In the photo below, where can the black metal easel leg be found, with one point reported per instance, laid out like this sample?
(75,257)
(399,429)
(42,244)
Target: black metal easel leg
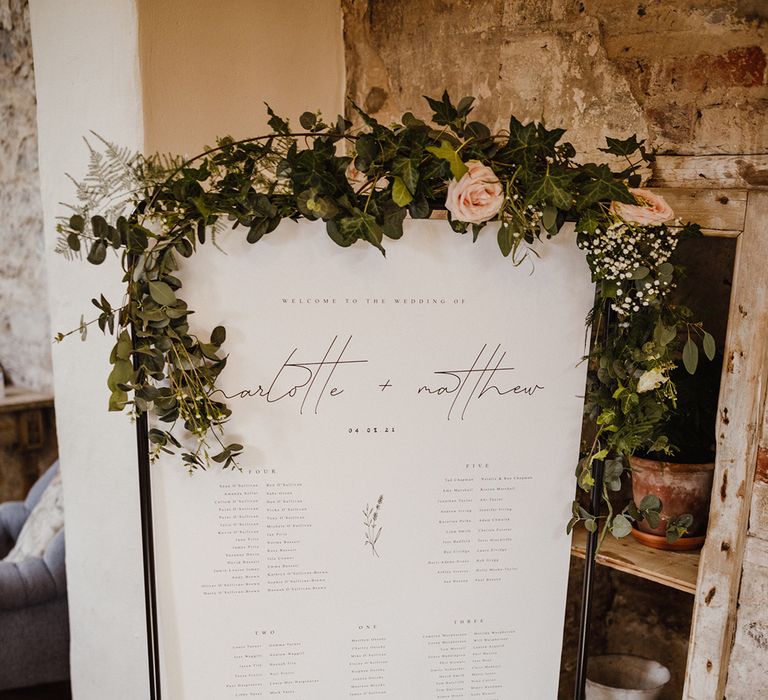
(147,543)
(587,588)
(148,551)
(588,585)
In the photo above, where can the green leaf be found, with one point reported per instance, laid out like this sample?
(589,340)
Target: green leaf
(620,527)
(448,153)
(408,170)
(122,373)
(552,188)
(362,226)
(627,147)
(393,222)
(549,217)
(73,241)
(506,238)
(117,400)
(690,356)
(100,226)
(338,236)
(709,346)
(162,293)
(98,253)
(602,187)
(400,193)
(218,335)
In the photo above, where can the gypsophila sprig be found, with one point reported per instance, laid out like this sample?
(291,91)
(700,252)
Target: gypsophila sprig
(362,180)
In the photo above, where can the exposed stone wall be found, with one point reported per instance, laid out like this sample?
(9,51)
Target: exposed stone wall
(25,338)
(689,76)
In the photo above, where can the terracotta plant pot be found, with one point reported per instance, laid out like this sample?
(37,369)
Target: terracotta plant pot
(681,488)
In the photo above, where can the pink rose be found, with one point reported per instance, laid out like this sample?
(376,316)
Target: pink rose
(652,209)
(477,197)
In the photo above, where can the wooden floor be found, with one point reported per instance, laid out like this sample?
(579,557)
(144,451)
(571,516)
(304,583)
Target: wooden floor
(55,691)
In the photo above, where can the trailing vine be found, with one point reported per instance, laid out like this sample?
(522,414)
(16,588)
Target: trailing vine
(363,182)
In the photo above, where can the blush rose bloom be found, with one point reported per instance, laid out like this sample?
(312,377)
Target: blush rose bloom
(477,197)
(650,379)
(653,209)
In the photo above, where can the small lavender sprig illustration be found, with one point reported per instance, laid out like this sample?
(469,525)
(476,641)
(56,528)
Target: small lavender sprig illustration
(372,528)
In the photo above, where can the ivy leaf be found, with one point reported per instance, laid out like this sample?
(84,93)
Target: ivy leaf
(400,194)
(448,153)
(627,147)
(506,237)
(362,226)
(408,170)
(98,253)
(218,336)
(549,218)
(690,356)
(393,222)
(709,346)
(602,187)
(335,233)
(552,188)
(73,241)
(162,293)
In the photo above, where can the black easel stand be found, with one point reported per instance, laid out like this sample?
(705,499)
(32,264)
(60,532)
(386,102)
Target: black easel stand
(148,548)
(589,562)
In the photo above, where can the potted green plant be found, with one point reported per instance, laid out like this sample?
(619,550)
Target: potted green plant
(671,492)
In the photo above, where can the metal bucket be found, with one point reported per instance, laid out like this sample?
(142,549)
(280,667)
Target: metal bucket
(623,677)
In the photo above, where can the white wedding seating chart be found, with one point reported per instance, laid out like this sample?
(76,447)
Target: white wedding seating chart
(411,429)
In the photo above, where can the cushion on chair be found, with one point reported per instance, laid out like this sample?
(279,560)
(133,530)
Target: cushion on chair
(45,520)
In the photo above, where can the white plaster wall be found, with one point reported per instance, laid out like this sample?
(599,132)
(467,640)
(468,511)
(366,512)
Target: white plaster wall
(86,55)
(87,75)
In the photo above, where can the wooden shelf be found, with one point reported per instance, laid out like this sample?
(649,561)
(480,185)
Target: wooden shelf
(674,569)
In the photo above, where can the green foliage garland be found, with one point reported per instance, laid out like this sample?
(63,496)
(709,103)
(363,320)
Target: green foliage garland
(152,210)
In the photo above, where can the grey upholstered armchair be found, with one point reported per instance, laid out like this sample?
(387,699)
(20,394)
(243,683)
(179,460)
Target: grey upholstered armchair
(34,626)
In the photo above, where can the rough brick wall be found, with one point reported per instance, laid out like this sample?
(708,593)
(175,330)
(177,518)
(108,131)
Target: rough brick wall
(25,339)
(688,75)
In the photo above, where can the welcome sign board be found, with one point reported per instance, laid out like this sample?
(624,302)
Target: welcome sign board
(411,428)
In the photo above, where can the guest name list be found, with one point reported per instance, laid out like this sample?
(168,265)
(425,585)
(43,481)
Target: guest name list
(397,523)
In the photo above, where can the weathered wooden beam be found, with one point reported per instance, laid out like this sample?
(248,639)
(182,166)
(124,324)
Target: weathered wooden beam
(720,172)
(741,405)
(713,209)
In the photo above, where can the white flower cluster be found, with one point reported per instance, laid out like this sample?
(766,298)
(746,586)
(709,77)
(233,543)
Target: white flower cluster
(636,258)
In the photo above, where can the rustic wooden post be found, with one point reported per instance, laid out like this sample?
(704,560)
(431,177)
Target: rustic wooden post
(742,399)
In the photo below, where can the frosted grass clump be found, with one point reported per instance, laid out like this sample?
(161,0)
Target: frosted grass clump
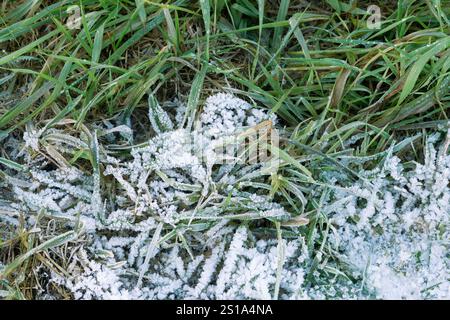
(224,114)
(236,267)
(393,232)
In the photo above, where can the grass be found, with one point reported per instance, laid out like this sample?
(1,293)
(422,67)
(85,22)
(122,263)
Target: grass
(316,65)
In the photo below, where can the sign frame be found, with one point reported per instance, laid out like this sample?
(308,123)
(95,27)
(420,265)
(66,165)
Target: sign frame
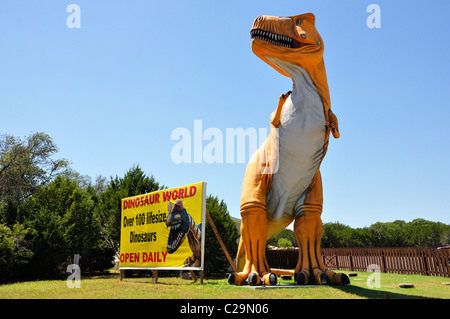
(171,199)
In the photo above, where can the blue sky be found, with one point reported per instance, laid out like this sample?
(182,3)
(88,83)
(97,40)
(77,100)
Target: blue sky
(111,93)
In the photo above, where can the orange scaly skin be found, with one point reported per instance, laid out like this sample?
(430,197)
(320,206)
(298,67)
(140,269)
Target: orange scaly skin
(296,43)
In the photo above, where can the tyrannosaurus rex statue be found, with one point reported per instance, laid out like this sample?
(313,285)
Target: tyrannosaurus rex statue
(282,181)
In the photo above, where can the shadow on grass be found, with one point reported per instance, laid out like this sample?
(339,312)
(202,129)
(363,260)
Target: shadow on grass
(375,294)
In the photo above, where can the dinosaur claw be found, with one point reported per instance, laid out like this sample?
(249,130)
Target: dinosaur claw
(231,279)
(253,279)
(273,279)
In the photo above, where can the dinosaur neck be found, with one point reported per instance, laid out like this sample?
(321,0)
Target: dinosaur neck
(304,91)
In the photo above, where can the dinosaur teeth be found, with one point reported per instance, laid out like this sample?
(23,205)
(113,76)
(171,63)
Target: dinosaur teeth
(276,39)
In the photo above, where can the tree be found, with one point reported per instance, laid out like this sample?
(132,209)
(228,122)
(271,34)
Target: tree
(215,259)
(25,165)
(62,223)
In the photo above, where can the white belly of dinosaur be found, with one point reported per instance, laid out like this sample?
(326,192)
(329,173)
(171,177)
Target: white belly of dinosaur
(301,150)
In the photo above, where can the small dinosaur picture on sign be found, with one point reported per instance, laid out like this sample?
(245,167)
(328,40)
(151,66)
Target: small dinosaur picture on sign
(182,225)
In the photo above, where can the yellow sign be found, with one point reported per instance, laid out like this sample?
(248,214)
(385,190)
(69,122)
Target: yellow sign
(164,229)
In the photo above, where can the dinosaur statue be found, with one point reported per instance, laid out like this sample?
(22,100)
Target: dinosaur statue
(182,225)
(282,182)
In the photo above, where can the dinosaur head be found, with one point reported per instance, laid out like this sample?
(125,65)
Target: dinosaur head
(290,39)
(178,221)
(294,40)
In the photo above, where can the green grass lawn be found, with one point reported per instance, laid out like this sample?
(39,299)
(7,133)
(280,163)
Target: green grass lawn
(110,287)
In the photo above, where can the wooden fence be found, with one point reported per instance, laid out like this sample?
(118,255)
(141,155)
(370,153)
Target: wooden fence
(404,260)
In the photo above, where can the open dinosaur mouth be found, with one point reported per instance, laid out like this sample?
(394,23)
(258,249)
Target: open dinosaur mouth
(179,227)
(276,39)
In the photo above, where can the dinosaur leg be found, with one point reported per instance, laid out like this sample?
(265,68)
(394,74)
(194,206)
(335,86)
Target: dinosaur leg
(254,229)
(308,230)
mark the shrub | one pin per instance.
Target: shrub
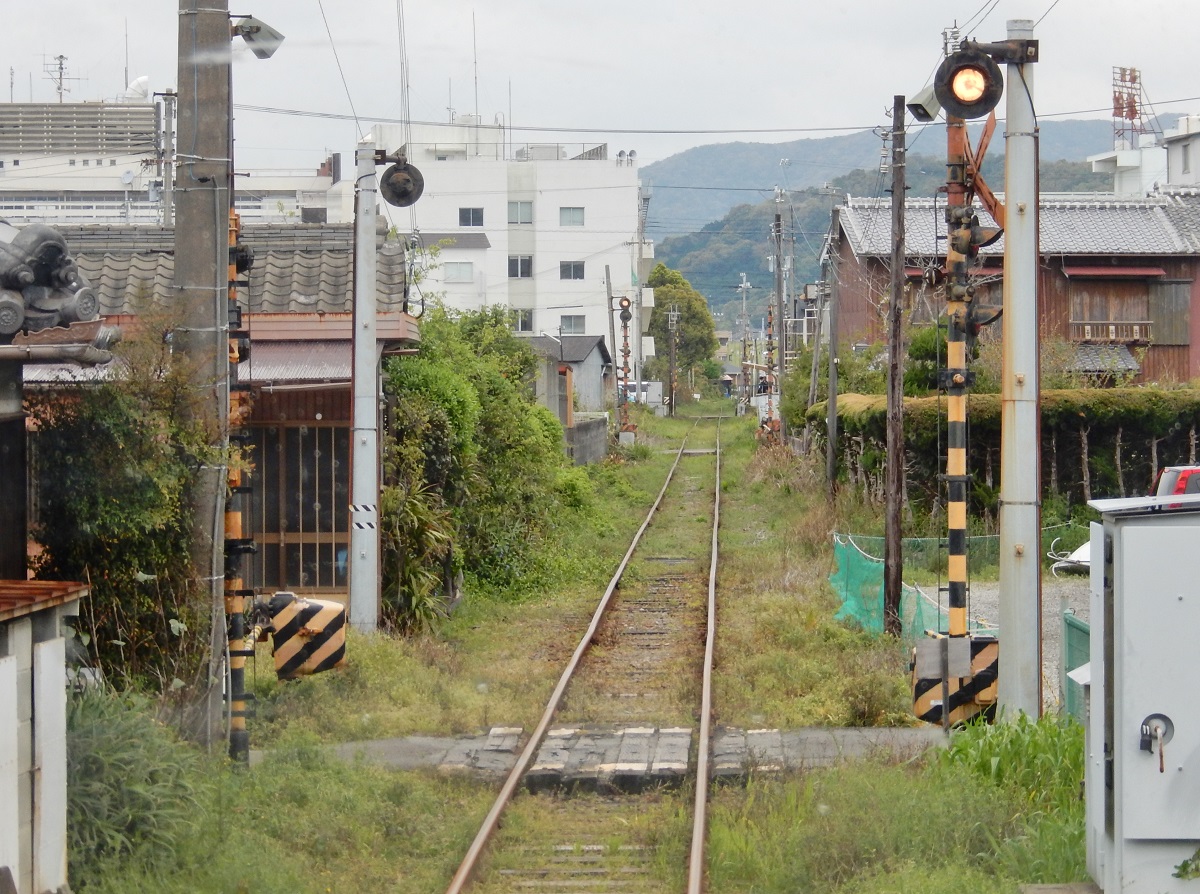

--------------------------------

GOAL OF THE EXERCISE :: Nothing in the entries should change as you copy them, except that the pictures are left out.

WORKED ANSWER ::
In the photo below, where can the black metal easel leg be found, with one point reported per instance, laid out like this sample?
(75,257)
(399,429)
(42,244)
Target: black metal easel leg
(147,543)
(587,588)
(148,551)
(588,585)
In the photo above, where can the green leaf be found, with one point reported per instance, laid out like this sample?
(589,340)
Target: green leaf
(620,527)
(448,153)
(408,170)
(122,373)
(552,188)
(362,226)
(627,147)
(393,222)
(549,217)
(73,241)
(506,238)
(117,400)
(690,356)
(100,226)
(338,236)
(709,346)
(162,293)
(98,253)
(602,187)
(400,193)
(218,335)
In the photo above, where can the gypsophila sprig be found, with one point reported per instance, laid out like this sample?
(291,91)
(700,252)
Target: gypsophila sprig
(362,180)
In the photo above, where can the exposed stone wall be found, with one point reported per instance, laid out like this sample?
(9,51)
Target: exposed stone wall
(25,338)
(689,76)
In the photo above, where can the terracotta plant pot be found, with one point reported per instance, laid out like this sample?
(37,369)
Target: terracotta plant pot
(681,488)
In the photo above, where can the pink rose be found, with one point reported per instance, laid out like this sample?
(376,316)
Target: pink rose
(652,209)
(477,197)
In the photo above, where can the wooden floor be found, with one point reported per instance, laid out like this sample?
(579,557)
(144,451)
(571,516)
(304,583)
Target: wooden floor
(55,691)
In the photo above, where can the trailing vine be found, with one point reported per instance, laid out like this sample?
(522,414)
(16,588)
Target: trailing vine
(363,182)
In the photo above, where can the blush rose bloom be found, with one point reported per instance, laid out like this sample?
(312,377)
Target: blush rose bloom
(477,197)
(650,379)
(653,209)
In the photo above, where can the small lavender sprig illustration be found, with one point reported per instance, laid out like this sample?
(469,525)
(476,641)
(56,528)
Target: small lavender sprig illustration
(372,528)
In the photo above, where can the ivy leaf be found, with one point reported per instance, laid out like this sample?
(84,93)
Target: ivy leaf
(400,194)
(448,153)
(627,147)
(506,237)
(362,226)
(408,170)
(98,253)
(218,336)
(549,218)
(690,356)
(393,222)
(709,346)
(602,187)
(335,233)
(552,188)
(73,241)
(162,293)
In the photo above, where can the black easel stand be found, with one point reported per instance, laid out like this sample?
(705,499)
(32,264)
(60,532)
(386,102)
Target: black easel stand
(148,548)
(589,562)
In the photo above, where can the potted green plant be found, with one point reported per instance, laid out like this sample?
(619,550)
Target: potted green plant
(671,492)
In the photo above, where can the metal bucket be found, with one point reported per instance, laid out like this sample?
(142,549)
(280,667)
Target: metal bucket
(623,677)
In the photo above, where can the white wedding seating chart be found, with one point reported per instance, laid out like this sample?
(76,447)
Target: white wedding seating chart
(411,429)
In the photo above, where can the cushion on chair be found, with one point reported per instance, laid out like this sample?
(279,560)
(133,530)
Target: cushion on chair
(45,520)
In the photo above, where can the white plaster wall be found, with one point reported per instance, laid out like this sample?
(599,132)
(467,640)
(468,511)
(366,512)
Target: white plaster wall
(86,55)
(87,75)
In the photo above, where can the wooden shelf be found, with one point reported per instance, laid out like this sample?
(649,561)
(480,185)
Target: wooden shelf
(674,569)
In the photo above, where can the green foliage garland be found, with one point reported per instance, laid out like this sample?
(63,496)
(709,103)
(363,320)
Target: green foliage garland
(152,210)
In the photo above, where can the grey upholstered armchair be found, with one point reported per instance, laid out like this sample?
(387,699)
(20,394)
(243,683)
(179,460)
Target: grey upholstered armchair
(34,626)
In the photo above, where can the rough brick wall be found, with one point reported per instance, laid out like this sample?
(708,593)
(175,330)
(177,518)
(108,131)
Target: rough brick wall
(25,339)
(688,75)
In the photo above, where can the welcome sign board be found, with one point reported per instance, laid out like this sample?
(624,302)
Target: welcome sign board
(411,428)
In the photo above, where can the guest name list be found, with one point reported per instance, laid out like this sample?
(168,265)
(425,585)
(43,481)
Target: guest name list
(397,523)
In the photo above, where can the weathered wooden beam be found, with one point reported per instance, laid out like this sample?
(248,639)
(182,166)
(124,324)
Target: weathered wooden beam
(720,172)
(741,405)
(713,209)
In the photo above, where can the white flower cluster be found, with one point reported per instance, laid out like this sample?
(766,298)
(746,586)
(709,77)
(233,543)
Target: white flower cluster
(636,258)
In the photo above, where can the rustic wooden post be found, with one point reported per instance, laid out like this sample?
(704,560)
(431,177)
Target: rustic wooden post
(742,399)
In the photo below, where can the frosted grass clump be found, with one point reported per instance, laid out like this sample?
(161,0)
Target: frosted grass clump
(224,114)
(236,267)
(393,232)
In the photo above, where can the grass be found, with one point reported per instance, laid out like this sample?
(1,293)
(422,67)
(85,22)
(122,263)
Target: grass
(316,65)
In the photo below, where can the sign frame be found, with one point reported per instance, laid out like this sample?
(308,123)
(95,27)
(420,265)
(66,165)
Target: sign frame
(171,199)
In the photo above, where can the blue sky be found, with one point reported per instance, laid out like this sample?
(182,3)
(88,83)
(97,40)
(77,100)
Target: blue sky
(111,93)
In the photo above, where can the orange scaly skin be found, with one point reported per instance, laid out like this sample?
(430,197)
(320,206)
(298,67)
(140,269)
Target: orange scaly skin
(296,43)
In the photo above, where can the tyrannosaurus rex statue be found, with one point reported per instance, laid out like this sample?
(313,285)
Target: tyrannosaurus rex statue
(282,181)
In the photo above, where can the shadow on grass be found, with one point reported per instance, laid out like this sample?
(339,312)
(202,129)
(363,260)
Target: shadow on grass
(375,294)
In the photo above, where can the dinosaur claw be found, with one point reported per instance, laid out like this sample?
(249,130)
Target: dinosaur claw
(231,279)
(253,279)
(273,279)
In the photo above, where can the dinosaur neck be found, with one point reported per instance, laid out like this sample?
(321,0)
Target: dinosaur neck
(304,91)
In the photo above, where can the dinosaur teeth be found, with one point reported per instance, laid out like this sample?
(23,205)
(113,76)
(171,63)
Target: dinosaur teeth
(276,39)
In the photo above, where can the tree be found, with one point reported per instance, laid out like this sample?
(132,209)
(228,122)
(271,34)
Target: tree
(215,259)
(25,165)
(62,223)
In the photo above, where can the white belly of dinosaur be found, with one point reported per instance, laid out like this sample?
(326,192)
(329,173)
(171,177)
Target: white belly of dinosaur
(301,150)
In the photo above, where can the small dinosaur picture on sign be found, with one point reported per instance, laid out like this sample?
(245,167)
(328,40)
(151,66)
Target: small dinosaur picture on sign
(182,225)
In the photo above, where can the yellow sign be found, with one point reported per instance, laid out like this sample?
(248,214)
(385,190)
(69,122)
Target: yellow sign
(164,229)
In the photo above, where can the dinosaur statue be found, with one point reported per instance, laid out like this sample?
(22,100)
Target: dinosaur statue
(182,225)
(282,182)
In the photo above, where can the dinosaur head be found, with one point reported per instance, laid out like this sample?
(125,65)
Target: dinosaur head
(290,39)
(178,221)
(294,40)
In the photo above, where can the green grass lawn be found, with one point reported per instance, laid out like this sample?
(39,299)
(7,133)
(280,163)
Target: green grass lawn
(110,287)
In the photo above, where can the wooden fence be found, with one point reported per instance, laid out like this sample?
(118,255)
(141,155)
(370,153)
Target: wooden fence
(404,260)
In the photo above, where can the open dinosaur mouth be found, with one point reported per instance, laid out like this sample?
(394,23)
(258,249)
Target: open dinosaur mouth
(179,227)
(276,39)
In the photo above, where can the dinosaur leg be found, with one point reported per instance, laid out like this sample?
(265,68)
(394,74)
(194,206)
(335,86)
Target: dinosaur leg
(254,229)
(308,230)
mark the shrub | one pin per instance.
Target: shrub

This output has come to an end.